**Supplied records:**

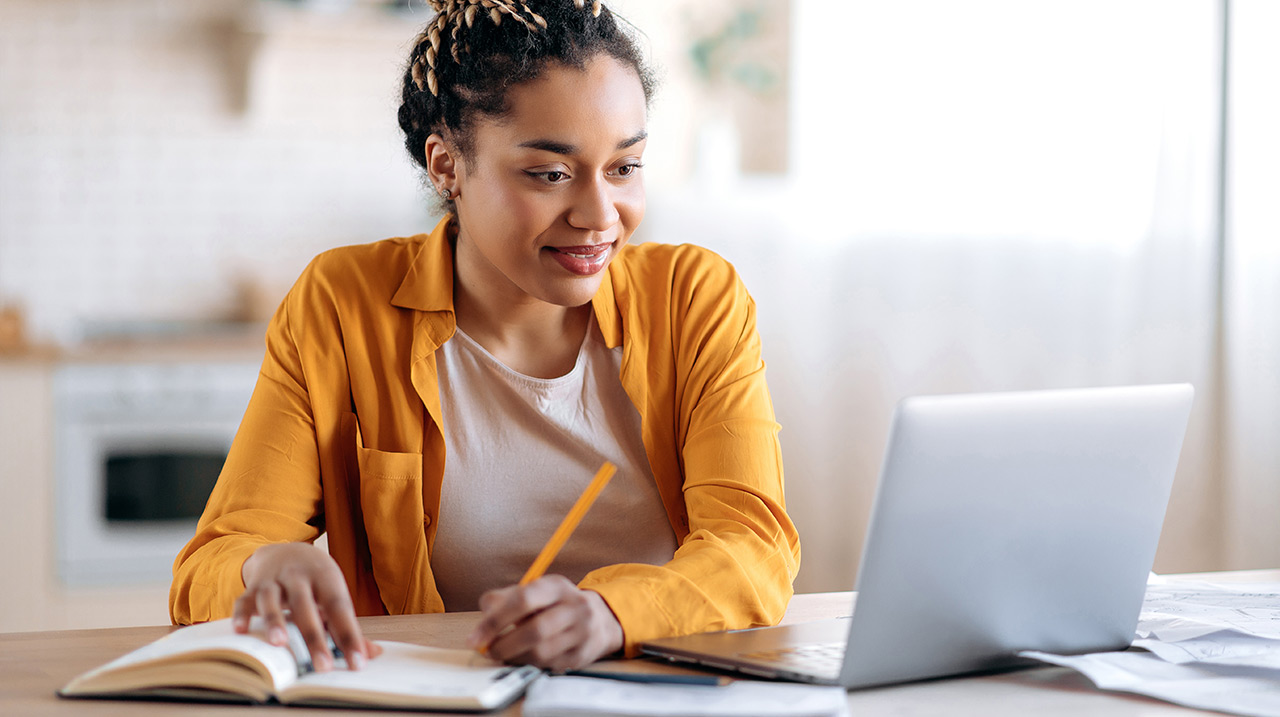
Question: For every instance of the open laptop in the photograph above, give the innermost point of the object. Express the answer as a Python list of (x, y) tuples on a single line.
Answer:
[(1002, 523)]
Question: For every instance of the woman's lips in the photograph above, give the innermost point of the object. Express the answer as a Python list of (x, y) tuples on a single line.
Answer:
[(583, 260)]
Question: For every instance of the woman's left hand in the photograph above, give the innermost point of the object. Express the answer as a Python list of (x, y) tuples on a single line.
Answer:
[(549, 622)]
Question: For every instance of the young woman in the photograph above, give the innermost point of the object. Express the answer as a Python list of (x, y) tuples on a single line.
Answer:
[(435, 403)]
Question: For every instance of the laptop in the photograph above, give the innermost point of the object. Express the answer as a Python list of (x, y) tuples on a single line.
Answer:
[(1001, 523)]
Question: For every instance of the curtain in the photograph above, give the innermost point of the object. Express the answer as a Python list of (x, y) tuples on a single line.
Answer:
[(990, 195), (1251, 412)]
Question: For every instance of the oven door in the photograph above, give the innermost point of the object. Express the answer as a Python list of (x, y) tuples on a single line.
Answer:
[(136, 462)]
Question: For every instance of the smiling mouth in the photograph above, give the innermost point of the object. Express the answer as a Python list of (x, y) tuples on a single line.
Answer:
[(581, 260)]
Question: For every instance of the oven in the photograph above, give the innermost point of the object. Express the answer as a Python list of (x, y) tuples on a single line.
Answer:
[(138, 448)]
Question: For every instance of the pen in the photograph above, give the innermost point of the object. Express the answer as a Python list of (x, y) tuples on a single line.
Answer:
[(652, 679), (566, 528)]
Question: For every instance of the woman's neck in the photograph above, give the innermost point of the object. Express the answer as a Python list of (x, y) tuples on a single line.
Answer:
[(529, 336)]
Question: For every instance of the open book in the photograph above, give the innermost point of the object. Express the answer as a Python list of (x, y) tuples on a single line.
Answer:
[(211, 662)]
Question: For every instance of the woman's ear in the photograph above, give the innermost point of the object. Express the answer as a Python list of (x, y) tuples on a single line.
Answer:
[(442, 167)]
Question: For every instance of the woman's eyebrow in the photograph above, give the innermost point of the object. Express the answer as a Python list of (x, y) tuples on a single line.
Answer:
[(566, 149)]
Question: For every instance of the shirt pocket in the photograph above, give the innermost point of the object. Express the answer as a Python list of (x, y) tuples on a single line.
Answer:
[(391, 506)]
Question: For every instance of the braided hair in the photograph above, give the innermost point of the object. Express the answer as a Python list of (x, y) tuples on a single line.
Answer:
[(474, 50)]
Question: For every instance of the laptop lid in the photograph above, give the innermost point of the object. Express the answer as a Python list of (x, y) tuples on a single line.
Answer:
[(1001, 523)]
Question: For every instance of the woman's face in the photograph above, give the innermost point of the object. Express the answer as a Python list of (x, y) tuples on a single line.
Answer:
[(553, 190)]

**What you have to do:** Please extract exactly, and only, the lines from the line containing "Question: For every instance of the woman's eyebrow" through the last line of the records.

**Answer in full:**
Question: For every instance of the woman's eyebrow in the photograph above, give the innermost point of the object. Express the answer as a Python list of (x, y) tuples on a single line.
Answer:
[(566, 149)]
Question: For every instance of the shirt pocket in the photograph above, give the innermost point of the object. Express the answer as a Python list of (x, y) tuples on a single line.
Answer:
[(391, 506)]
Question: For every instance of the braided hair in the photograph above, give the innermost point of the object. Express the answer as a Python list of (x, y) tuples on a single line.
Answer:
[(474, 50)]
Question: For every instance of the laptop lid in the photograph above, give the innermost point of the object. Express the answer as a Python list of (x, y) tuples on a single line.
Answer:
[(1001, 523)]
Question: For every instance of the woman's face in the photograph above, give the innermost point of the object. Express the answer as a Python list of (x, y) tuples on a single line.
Answer:
[(553, 190)]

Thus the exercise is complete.